STATED PROBLEM: Print word for word the stretch of the forum thread on scraping table data that starts with "P.S. the external" and goes on through "is getting stored.".

EXCERPT TO READ:
----

Forum Moderators: coopster
i have a web application that needs to scrap external data to help the analysis.
The format of external data is like this:
<tr class="1">
<td>data1</td>
<td>data2</td>
<td>data3</td>
</TR>
<tr class="0">
<td>data1</td>
<td>data2</td>
<td>data3</td>
</TR>
<tr class="1">
<td>data1</td>
<td>data2</td>
<td>data3</td>
</TR>
I would like to scrap all data available. But when i use preg_match, the script only scraps the first or the last line, instead of all lines that i need.
do you know how i can scrap all of them? Thanks a lot!
P.S. the external data source is based on another bigger database, and authors authorize anyone to manipulate their work.
the script only scraps the first or the last line, instead of all lines that i need.
Without seeing code, we can only guess at the possible causes:
- you are using a multiline read approach, reading the source code line by line, hence, only the first or more likely last line is all that is getting stored.
- You are storing said lines in a scalar instead of an array
- your regexp is not supporting global or multiline matching
You should do something **like** this:
$content = [get content of entire page];
$lines = list (explode ("\n",$content));
foreach ($lines as $line) {
// do your preg match, replace, whatever
if (preg_match('/pattern/ig',$line)) {
$out .= preg_replace('/<\/*([^>])+>/g',$line); // all html
}
}

----

DATA LISTING:
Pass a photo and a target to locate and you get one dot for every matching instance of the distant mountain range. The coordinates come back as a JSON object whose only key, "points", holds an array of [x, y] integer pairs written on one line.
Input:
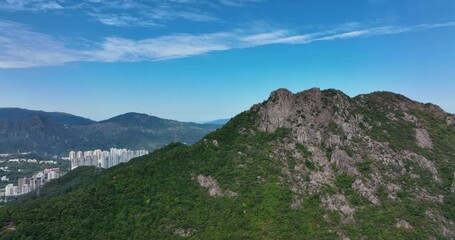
{"points": [[57, 133], [311, 165], [219, 121]]}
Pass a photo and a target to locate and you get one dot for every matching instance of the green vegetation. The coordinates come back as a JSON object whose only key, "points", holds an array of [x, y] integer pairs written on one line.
{"points": [[158, 196]]}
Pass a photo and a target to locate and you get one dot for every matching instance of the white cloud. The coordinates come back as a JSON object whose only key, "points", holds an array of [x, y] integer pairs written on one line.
{"points": [[134, 13], [21, 47]]}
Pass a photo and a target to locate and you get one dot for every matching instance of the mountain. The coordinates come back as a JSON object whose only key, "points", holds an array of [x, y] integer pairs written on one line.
{"points": [[311, 165], [58, 133], [219, 121], [19, 114]]}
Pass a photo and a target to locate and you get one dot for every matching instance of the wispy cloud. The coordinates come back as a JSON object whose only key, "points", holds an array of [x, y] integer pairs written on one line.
{"points": [[128, 13], [21, 47]]}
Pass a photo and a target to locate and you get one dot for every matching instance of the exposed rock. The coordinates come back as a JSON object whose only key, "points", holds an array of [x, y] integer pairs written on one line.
{"points": [[410, 118], [339, 203], [452, 189], [344, 162], [213, 187], [403, 224], [278, 108], [423, 162], [365, 191], [447, 227], [422, 194], [393, 189], [185, 233], [423, 138], [451, 120]]}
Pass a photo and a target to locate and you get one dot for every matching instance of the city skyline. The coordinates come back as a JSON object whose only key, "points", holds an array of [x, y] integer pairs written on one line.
{"points": [[202, 60]]}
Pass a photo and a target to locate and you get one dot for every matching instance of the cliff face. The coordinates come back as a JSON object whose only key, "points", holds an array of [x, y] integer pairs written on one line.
{"points": [[386, 143], [312, 165]]}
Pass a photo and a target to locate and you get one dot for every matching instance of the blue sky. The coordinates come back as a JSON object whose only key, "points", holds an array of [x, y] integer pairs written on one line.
{"points": [[199, 60]]}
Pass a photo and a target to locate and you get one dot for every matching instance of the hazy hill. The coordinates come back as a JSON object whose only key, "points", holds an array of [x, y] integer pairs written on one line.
{"points": [[19, 114], [57, 133], [311, 165], [219, 121]]}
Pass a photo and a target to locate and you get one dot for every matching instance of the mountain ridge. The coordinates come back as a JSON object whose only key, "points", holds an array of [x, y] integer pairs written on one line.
{"points": [[58, 133], [311, 165]]}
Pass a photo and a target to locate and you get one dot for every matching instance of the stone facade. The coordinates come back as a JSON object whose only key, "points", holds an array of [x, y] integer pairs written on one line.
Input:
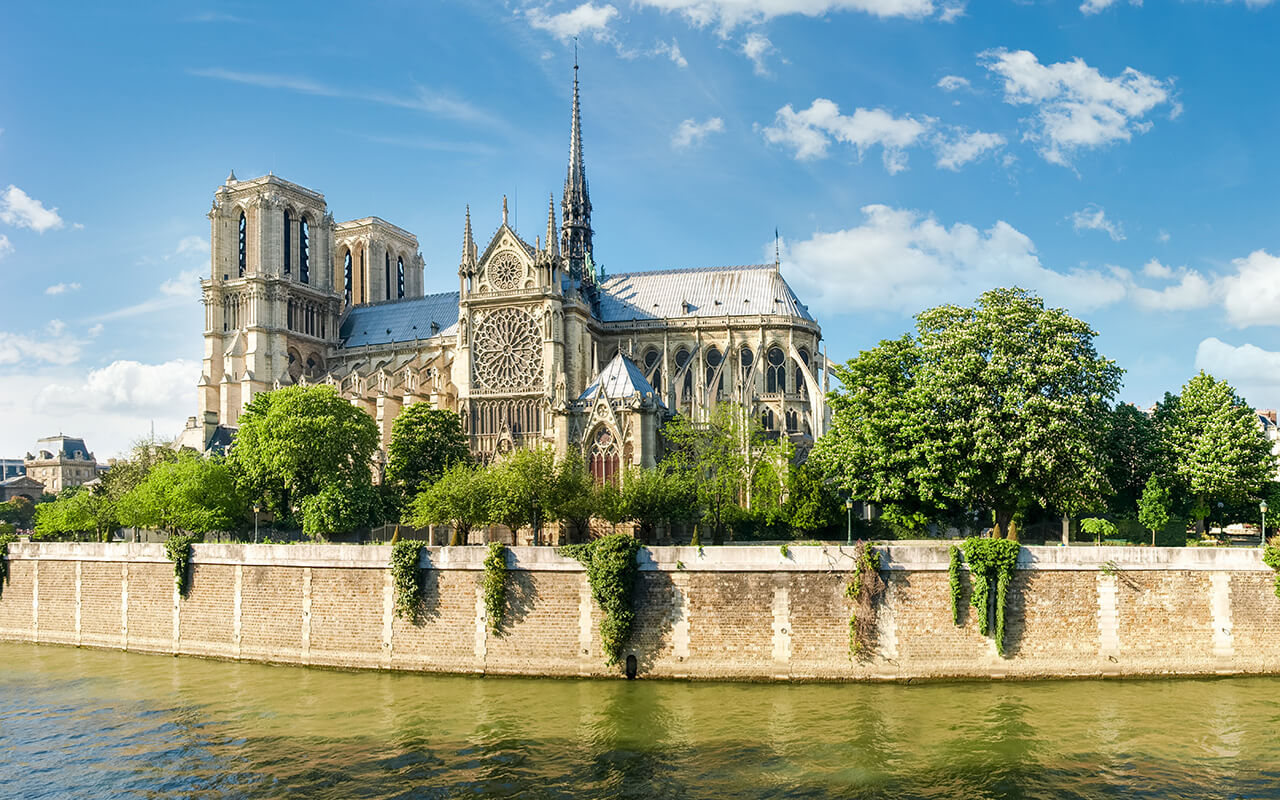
{"points": [[539, 346], [735, 612]]}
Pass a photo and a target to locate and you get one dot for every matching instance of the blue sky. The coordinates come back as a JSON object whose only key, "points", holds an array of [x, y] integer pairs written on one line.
{"points": [[1112, 156]]}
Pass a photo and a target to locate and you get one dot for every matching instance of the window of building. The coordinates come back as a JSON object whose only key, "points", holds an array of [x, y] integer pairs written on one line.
{"points": [[243, 243], [304, 252]]}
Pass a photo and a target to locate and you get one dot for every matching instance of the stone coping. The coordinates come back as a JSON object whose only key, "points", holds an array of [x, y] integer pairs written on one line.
{"points": [[918, 557]]}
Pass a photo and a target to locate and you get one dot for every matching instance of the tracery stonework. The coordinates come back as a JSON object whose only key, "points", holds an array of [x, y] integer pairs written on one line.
{"points": [[507, 352], [504, 272]]}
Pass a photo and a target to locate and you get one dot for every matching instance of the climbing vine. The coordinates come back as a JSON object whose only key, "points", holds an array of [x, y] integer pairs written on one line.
{"points": [[611, 570], [407, 577], [864, 588], [991, 561], [1271, 558], [178, 549], [496, 586], [956, 589]]}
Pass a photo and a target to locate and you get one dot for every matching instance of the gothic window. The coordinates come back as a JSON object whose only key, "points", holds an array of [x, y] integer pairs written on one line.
{"points": [[507, 351], [776, 373], [604, 457], [243, 243], [714, 378], [304, 252], [346, 278]]}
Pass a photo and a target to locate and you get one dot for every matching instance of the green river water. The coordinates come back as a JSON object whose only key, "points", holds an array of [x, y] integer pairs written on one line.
{"points": [[92, 723]]}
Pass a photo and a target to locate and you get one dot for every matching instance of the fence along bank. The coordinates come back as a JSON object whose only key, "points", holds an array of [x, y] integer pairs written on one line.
{"points": [[728, 612]]}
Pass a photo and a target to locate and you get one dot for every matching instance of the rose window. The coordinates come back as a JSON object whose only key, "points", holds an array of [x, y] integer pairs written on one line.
{"points": [[507, 351], [506, 272]]}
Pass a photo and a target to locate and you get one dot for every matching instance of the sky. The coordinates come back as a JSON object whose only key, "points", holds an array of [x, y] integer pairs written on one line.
{"points": [[1115, 158]]}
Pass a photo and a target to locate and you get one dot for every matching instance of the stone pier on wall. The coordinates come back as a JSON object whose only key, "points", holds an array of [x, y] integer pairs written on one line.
{"points": [[731, 612]]}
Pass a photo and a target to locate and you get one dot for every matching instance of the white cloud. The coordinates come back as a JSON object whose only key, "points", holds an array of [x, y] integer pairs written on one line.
{"points": [[951, 83], [1077, 108], [965, 146], [24, 211], [757, 46], [586, 18], [1252, 295], [901, 260], [691, 132], [810, 131], [1095, 218], [728, 14]]}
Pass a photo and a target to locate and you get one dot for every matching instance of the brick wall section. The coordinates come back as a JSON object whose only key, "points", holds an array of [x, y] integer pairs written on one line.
{"points": [[272, 613], [16, 600], [735, 613]]}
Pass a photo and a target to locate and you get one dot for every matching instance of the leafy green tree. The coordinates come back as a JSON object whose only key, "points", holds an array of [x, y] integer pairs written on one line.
{"points": [[297, 440], [424, 443], [460, 498], [1153, 507], [1217, 448], [192, 494]]}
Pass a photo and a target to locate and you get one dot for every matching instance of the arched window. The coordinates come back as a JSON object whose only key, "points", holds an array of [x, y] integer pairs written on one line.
{"points": [[243, 243], [346, 278], [604, 457], [304, 252], [288, 250], [776, 374]]}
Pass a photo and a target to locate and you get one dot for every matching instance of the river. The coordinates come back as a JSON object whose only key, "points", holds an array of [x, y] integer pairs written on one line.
{"points": [[94, 723]]}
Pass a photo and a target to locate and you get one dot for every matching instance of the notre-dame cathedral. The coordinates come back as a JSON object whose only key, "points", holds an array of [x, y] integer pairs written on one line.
{"points": [[536, 347]]}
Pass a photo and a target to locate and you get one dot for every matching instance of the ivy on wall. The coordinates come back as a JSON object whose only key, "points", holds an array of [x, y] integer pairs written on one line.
{"points": [[496, 586], [407, 577], [991, 561], [864, 588], [611, 571], [178, 549]]}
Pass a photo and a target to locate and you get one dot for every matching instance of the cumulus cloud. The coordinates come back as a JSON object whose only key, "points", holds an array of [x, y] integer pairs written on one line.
{"points": [[691, 132], [810, 131], [963, 146], [757, 46], [901, 260], [21, 210], [585, 19], [1075, 106], [1095, 218]]}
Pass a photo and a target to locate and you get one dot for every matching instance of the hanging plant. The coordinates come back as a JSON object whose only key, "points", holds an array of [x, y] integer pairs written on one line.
{"points": [[178, 549], [991, 561], [496, 586], [611, 571], [407, 577], [864, 589]]}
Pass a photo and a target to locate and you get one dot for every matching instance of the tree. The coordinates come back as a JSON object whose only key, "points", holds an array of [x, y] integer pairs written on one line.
{"points": [[1153, 507], [424, 443], [293, 442], [1216, 446], [458, 498], [1004, 407]]}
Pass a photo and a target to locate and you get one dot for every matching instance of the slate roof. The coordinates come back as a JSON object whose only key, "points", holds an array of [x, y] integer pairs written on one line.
{"points": [[720, 291], [620, 378], [400, 320]]}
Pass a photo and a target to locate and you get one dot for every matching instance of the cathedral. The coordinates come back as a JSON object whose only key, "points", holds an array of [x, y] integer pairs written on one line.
{"points": [[536, 347]]}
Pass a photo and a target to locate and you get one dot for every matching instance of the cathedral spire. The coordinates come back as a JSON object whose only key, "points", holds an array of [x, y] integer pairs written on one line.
{"points": [[576, 204]]}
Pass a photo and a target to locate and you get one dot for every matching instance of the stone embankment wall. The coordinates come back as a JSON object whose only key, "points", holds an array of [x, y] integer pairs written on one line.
{"points": [[732, 612]]}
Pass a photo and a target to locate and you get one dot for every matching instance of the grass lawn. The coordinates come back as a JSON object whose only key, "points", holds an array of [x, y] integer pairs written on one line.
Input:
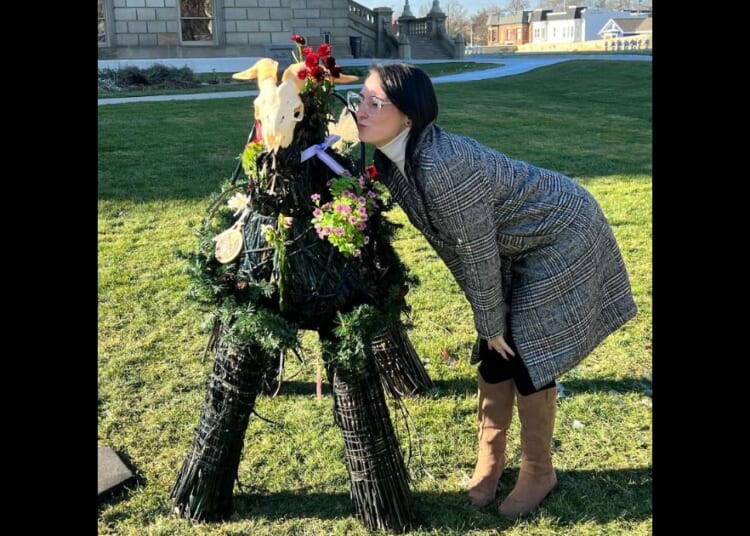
{"points": [[158, 163]]}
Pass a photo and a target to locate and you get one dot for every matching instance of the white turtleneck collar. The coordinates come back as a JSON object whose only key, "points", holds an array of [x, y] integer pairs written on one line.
{"points": [[395, 149]]}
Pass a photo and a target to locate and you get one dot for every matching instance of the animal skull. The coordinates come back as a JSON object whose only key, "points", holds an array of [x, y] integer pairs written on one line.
{"points": [[279, 109]]}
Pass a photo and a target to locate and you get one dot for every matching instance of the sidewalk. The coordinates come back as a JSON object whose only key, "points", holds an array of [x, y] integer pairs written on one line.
{"points": [[506, 66]]}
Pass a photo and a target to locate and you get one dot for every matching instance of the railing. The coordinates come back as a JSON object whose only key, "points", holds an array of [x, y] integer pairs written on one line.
{"points": [[362, 12]]}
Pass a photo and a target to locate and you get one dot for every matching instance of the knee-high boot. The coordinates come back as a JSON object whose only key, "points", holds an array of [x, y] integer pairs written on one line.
{"points": [[495, 414], [537, 476]]}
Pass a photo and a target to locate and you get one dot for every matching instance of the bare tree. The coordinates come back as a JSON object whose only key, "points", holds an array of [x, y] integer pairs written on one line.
{"points": [[456, 18], [479, 25]]}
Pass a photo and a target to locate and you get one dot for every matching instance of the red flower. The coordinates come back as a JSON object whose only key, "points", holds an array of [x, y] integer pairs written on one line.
{"points": [[311, 60], [371, 171], [317, 73]]}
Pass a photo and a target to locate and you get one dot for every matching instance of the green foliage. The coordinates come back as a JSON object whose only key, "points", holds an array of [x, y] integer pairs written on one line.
{"points": [[354, 331], [156, 76], [343, 220], [152, 381]]}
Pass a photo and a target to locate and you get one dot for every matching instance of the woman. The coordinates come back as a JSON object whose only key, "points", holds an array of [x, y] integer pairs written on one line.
{"points": [[531, 250]]}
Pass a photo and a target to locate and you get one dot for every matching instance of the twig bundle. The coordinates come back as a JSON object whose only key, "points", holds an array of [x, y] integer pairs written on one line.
{"points": [[399, 365], [203, 489], [378, 475]]}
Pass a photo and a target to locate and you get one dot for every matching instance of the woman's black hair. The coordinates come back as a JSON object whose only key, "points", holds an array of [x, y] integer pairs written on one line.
{"points": [[411, 91]]}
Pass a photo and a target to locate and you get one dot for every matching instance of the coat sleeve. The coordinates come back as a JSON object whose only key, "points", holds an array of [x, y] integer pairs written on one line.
{"points": [[462, 210]]}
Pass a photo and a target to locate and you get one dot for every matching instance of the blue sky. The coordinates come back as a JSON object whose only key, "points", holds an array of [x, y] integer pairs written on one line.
{"points": [[471, 6]]}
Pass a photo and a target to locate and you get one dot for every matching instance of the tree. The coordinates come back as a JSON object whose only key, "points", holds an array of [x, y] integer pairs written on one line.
{"points": [[479, 25], [456, 19]]}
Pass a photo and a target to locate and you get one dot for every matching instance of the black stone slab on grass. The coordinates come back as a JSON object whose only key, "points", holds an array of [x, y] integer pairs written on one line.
{"points": [[112, 472]]}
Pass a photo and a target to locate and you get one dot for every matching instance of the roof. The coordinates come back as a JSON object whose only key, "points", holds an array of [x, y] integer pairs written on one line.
{"points": [[629, 24], [573, 12], [520, 17], [539, 14]]}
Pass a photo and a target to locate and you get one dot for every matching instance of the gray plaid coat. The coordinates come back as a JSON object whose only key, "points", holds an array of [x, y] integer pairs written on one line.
{"points": [[518, 239]]}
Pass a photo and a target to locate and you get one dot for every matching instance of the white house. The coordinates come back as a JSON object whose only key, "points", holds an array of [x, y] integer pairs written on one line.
{"points": [[627, 26], [576, 23]]}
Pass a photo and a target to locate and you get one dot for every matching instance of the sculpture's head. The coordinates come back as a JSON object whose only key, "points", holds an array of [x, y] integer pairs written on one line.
{"points": [[278, 108]]}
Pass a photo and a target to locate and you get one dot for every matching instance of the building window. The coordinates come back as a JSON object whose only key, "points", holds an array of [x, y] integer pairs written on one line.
{"points": [[102, 24], [197, 21]]}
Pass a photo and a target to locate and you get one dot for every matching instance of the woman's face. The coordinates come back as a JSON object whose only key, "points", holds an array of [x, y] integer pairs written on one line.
{"points": [[378, 127]]}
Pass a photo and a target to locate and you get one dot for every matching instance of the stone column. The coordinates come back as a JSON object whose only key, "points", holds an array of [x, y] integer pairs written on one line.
{"points": [[383, 15]]}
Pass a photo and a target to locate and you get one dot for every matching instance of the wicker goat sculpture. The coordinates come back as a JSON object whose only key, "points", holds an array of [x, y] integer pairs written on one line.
{"points": [[278, 268]]}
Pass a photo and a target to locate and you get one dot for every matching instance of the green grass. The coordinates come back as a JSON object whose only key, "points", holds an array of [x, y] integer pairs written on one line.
{"points": [[219, 82], [158, 163]]}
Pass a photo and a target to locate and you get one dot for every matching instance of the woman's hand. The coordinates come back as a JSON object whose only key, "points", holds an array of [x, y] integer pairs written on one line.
{"points": [[500, 346]]}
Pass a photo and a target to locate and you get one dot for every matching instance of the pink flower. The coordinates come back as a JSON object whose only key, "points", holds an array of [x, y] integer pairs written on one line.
{"points": [[311, 61]]}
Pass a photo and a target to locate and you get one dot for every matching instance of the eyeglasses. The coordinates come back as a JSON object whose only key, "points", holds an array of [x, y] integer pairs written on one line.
{"points": [[372, 105]]}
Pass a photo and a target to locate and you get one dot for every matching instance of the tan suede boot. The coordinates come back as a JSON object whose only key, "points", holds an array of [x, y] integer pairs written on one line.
{"points": [[537, 476], [495, 414]]}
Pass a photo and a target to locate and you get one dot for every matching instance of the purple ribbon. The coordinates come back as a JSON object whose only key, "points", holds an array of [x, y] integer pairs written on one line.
{"points": [[319, 151]]}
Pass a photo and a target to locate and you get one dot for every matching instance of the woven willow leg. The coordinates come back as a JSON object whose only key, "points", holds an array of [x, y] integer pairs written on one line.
{"points": [[203, 490], [401, 370], [378, 475]]}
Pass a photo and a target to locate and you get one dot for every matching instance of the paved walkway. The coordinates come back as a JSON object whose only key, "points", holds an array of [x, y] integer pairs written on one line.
{"points": [[507, 66]]}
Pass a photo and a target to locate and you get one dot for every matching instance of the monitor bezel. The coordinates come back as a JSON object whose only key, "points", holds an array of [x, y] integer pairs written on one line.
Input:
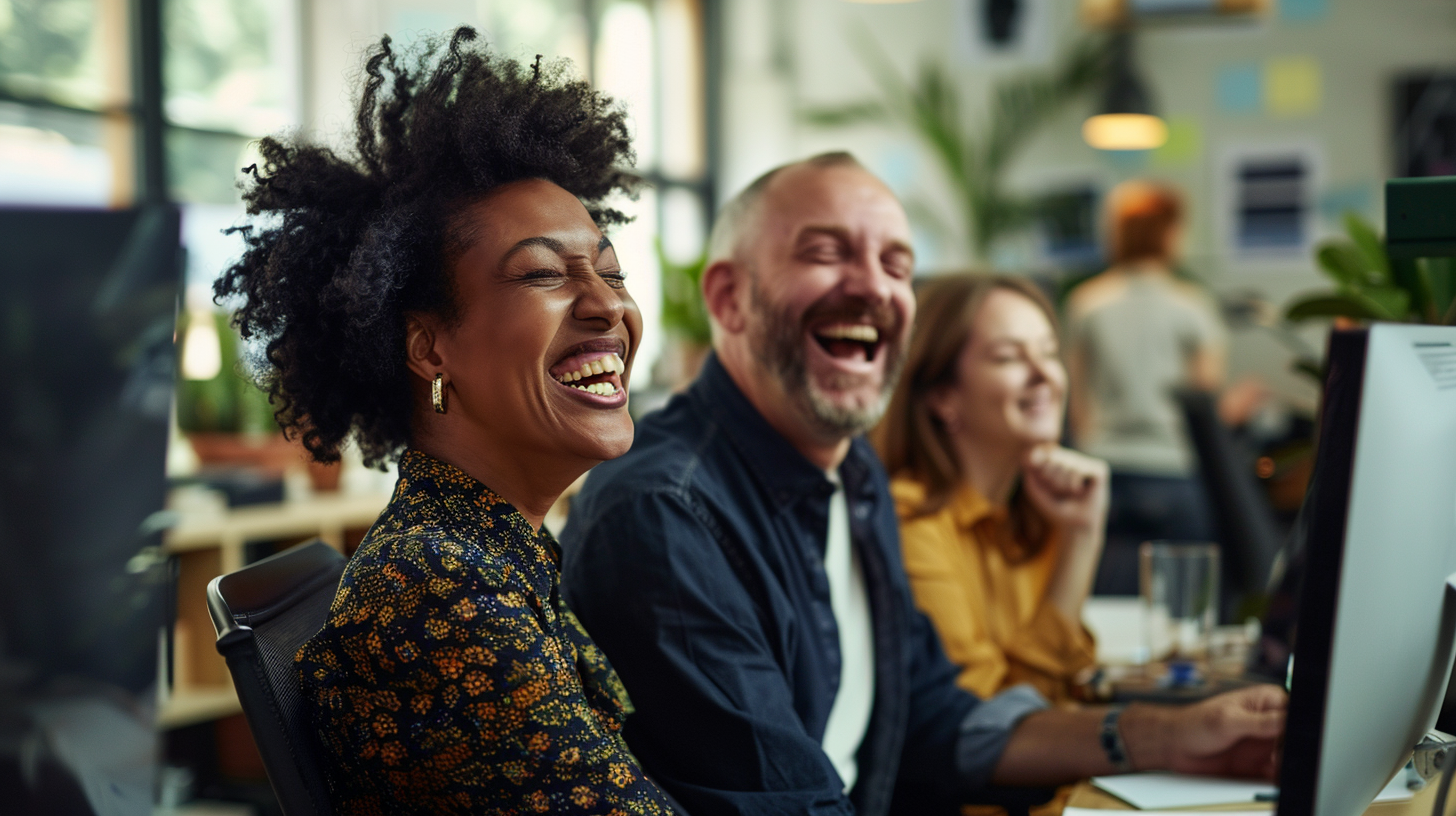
{"points": [[1324, 552]]}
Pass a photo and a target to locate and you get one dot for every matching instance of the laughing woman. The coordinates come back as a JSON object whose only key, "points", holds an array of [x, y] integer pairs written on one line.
{"points": [[446, 297], [1001, 526]]}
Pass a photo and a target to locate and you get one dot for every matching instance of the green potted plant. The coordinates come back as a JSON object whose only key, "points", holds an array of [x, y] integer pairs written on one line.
{"points": [[685, 319], [974, 156], [1372, 286]]}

----

PROBLEM SOLUTION:
P.S. the external data source is based on another bigger database, and authors authorize anyone to manipulate their work.
the script only scraps the first or the last line, instead of all lines that i need.
Without seeing code, we can only guess at the possible causes:
- you are using a multiline read approach, reading the source code line by line, hence, only the first or more likely last line is all that is getting stored.